Your goal.
In the material below, the lines to repeat exactly run from the one containing "for the tern" to the very last line, both included.
--*--
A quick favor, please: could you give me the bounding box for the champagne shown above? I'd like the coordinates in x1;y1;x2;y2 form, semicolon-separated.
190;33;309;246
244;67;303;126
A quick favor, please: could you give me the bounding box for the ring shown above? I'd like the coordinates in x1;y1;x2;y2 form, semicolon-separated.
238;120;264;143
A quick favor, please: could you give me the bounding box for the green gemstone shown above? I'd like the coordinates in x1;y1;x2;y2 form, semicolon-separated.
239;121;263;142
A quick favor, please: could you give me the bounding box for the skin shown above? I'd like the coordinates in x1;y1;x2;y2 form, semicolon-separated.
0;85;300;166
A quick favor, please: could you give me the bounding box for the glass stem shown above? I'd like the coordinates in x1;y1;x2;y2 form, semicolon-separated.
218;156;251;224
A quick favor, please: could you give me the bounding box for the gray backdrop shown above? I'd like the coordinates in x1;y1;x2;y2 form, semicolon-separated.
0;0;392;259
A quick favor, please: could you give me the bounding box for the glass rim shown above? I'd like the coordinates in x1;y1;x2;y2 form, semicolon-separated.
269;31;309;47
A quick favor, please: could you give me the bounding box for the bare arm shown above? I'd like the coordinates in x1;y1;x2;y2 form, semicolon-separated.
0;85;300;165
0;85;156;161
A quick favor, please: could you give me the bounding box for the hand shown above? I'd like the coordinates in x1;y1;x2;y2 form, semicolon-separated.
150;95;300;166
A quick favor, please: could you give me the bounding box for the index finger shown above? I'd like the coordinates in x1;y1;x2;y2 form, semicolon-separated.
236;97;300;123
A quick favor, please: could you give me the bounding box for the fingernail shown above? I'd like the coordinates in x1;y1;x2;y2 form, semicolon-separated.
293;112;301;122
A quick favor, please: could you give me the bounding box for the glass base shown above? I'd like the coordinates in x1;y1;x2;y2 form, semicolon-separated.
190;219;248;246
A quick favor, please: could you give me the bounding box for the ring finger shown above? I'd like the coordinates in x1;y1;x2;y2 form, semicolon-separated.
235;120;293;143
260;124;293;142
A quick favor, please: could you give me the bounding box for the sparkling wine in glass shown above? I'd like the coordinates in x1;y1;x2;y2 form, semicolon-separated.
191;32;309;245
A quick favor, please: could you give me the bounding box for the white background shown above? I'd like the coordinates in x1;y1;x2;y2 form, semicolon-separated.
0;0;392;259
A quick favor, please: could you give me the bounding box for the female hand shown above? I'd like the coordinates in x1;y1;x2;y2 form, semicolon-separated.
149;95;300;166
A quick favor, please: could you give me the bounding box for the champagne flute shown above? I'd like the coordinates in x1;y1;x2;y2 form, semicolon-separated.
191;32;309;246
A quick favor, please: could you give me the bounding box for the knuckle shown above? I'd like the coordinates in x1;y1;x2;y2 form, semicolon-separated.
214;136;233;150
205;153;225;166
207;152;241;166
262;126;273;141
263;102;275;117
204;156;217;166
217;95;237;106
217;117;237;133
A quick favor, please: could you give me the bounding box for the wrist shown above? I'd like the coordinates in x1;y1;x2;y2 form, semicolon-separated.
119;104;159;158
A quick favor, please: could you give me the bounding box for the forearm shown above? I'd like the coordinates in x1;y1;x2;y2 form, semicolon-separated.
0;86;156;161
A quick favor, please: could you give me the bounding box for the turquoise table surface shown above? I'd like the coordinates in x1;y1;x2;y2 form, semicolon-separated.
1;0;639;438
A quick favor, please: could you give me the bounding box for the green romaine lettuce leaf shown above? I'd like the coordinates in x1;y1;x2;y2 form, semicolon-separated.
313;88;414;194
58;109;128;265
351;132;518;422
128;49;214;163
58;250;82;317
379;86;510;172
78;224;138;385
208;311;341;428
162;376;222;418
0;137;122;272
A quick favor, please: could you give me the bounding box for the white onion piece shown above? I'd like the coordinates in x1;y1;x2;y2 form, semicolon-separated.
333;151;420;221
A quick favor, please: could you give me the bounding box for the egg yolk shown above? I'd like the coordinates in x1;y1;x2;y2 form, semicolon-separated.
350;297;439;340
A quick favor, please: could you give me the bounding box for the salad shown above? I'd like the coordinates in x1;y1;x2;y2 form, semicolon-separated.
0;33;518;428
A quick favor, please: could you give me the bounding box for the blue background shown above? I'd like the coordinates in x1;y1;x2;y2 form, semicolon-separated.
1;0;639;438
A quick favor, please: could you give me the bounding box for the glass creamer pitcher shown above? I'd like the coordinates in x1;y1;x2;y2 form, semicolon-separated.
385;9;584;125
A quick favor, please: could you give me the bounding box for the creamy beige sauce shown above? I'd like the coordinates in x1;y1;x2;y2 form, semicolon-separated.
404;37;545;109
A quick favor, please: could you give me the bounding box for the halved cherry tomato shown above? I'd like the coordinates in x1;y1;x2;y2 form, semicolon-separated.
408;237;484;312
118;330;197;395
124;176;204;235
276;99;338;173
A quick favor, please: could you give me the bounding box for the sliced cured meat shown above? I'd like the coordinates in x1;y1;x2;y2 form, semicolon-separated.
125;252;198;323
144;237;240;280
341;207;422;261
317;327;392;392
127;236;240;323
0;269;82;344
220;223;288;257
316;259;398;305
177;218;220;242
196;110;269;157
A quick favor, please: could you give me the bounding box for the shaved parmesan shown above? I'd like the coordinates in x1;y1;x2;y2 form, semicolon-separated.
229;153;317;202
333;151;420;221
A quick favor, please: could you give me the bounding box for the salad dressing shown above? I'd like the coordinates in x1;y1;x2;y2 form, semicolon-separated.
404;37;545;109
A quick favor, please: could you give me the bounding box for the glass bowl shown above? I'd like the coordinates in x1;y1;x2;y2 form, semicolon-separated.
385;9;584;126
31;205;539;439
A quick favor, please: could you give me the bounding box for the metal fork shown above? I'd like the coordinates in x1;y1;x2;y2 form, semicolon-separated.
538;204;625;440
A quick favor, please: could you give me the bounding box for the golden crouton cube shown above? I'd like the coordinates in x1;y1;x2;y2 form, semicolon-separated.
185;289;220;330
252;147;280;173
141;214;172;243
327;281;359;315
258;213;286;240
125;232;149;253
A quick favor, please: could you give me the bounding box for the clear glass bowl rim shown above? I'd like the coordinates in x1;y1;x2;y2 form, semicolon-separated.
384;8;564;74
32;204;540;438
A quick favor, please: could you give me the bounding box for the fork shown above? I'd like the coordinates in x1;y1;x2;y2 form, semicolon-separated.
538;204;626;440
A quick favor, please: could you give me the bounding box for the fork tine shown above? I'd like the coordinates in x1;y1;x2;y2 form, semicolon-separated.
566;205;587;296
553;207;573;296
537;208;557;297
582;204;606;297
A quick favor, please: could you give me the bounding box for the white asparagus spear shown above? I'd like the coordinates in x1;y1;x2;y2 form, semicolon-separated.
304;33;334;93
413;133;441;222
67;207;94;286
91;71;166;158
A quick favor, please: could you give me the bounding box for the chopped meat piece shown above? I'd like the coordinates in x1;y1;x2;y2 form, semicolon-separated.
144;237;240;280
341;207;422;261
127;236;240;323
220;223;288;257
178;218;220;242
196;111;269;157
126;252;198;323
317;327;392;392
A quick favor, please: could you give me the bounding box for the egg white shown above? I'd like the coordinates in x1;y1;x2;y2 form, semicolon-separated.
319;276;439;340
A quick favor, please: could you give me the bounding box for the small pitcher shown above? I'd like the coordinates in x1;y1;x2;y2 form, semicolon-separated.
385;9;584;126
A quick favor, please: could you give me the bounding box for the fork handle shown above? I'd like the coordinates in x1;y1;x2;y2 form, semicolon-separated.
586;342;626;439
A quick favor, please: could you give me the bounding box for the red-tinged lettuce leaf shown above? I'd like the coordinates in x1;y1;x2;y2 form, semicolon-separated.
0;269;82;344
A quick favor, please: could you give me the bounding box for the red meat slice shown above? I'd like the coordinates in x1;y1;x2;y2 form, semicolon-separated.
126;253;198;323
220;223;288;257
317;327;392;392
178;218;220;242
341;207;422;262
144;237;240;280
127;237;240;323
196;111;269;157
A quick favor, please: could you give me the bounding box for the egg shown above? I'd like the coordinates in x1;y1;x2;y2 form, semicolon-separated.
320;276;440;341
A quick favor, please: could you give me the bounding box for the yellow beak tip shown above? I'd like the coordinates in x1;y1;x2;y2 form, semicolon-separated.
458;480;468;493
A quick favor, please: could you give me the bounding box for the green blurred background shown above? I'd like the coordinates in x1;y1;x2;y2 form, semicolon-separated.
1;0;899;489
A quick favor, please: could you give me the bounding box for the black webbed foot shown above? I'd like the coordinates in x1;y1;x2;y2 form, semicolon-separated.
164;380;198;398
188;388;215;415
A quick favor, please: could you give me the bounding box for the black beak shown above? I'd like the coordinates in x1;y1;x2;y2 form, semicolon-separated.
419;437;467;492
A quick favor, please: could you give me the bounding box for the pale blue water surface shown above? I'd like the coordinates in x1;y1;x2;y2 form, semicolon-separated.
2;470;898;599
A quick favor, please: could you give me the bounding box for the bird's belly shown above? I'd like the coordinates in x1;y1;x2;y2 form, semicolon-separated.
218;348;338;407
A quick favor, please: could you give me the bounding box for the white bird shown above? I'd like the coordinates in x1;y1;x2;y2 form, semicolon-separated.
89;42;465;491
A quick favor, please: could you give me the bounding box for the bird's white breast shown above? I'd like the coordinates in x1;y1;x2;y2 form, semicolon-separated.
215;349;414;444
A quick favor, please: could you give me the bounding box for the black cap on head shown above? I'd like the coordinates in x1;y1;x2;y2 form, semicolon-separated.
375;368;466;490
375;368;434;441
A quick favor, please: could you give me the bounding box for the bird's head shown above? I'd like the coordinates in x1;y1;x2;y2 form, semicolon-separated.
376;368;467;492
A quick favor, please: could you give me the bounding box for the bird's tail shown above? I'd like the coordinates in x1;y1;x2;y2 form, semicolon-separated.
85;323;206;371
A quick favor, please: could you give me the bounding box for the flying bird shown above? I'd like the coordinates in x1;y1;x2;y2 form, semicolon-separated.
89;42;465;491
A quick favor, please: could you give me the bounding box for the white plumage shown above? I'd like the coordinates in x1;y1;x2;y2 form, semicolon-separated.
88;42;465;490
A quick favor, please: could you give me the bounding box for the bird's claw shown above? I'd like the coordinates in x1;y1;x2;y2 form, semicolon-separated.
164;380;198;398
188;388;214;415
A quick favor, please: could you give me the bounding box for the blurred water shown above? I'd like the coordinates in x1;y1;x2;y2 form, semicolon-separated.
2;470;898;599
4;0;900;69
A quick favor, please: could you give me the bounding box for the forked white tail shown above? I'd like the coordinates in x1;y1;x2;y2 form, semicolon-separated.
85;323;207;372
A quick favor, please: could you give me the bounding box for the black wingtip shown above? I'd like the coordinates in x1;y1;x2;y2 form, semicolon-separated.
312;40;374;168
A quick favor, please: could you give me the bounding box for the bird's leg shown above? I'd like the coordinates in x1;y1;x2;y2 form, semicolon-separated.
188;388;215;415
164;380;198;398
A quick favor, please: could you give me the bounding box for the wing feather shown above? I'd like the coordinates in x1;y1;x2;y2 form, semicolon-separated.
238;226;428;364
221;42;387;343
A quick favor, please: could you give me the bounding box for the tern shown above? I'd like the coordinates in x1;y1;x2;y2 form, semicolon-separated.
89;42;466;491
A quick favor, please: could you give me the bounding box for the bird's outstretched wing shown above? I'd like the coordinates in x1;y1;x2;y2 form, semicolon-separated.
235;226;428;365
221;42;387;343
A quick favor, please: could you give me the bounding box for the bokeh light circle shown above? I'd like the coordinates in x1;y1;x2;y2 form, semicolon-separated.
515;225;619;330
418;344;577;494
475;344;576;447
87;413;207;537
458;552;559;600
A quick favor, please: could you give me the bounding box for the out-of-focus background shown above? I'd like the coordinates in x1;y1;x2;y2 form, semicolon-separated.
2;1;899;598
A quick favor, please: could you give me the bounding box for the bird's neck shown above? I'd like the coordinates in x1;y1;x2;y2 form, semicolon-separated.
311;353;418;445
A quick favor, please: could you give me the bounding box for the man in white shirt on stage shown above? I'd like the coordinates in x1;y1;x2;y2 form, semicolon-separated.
--*--
Expected answer.
A quick favor, please: could you give me the bounding box for the tern shown above? I'd like the coordinates in x1;y1;x2;y2 form, semicolon-separated.
89;42;466;491
A quick favor, please: could you give me the bounding box for the bird's outstretched wing shown above? I'd like the coordinates in x1;y1;x2;y2 form, semicolon-separated.
235;226;428;365
221;42;387;343
A quick favor, please: could you give me the bounding box for the bokeh light circle shown above? I'd like the coordinates in x1;y1;x2;y2 form, semicolon-separated.
515;225;619;330
418;344;577;494
475;344;576;447
87;413;207;537
458;552;559;600
A quick favor, please: could you give me the bounding box for the out-of-focus background shown above? I'd like the coordinates in x1;y1;x2;y2 form, semicolon-separated.
2;1;899;598
A quick favor, please: could you give me the bounding box for the bird's neck shown above? I'd like the coordinates in x1;y1;x2;y2 form, semicolon-separated.
311;353;418;445
A quick favor, please: could you give me the bounding box for the man in white shirt on stage shown above? I'd like the coordinates in x1;y1;x2;y2 form, semicolon-separated.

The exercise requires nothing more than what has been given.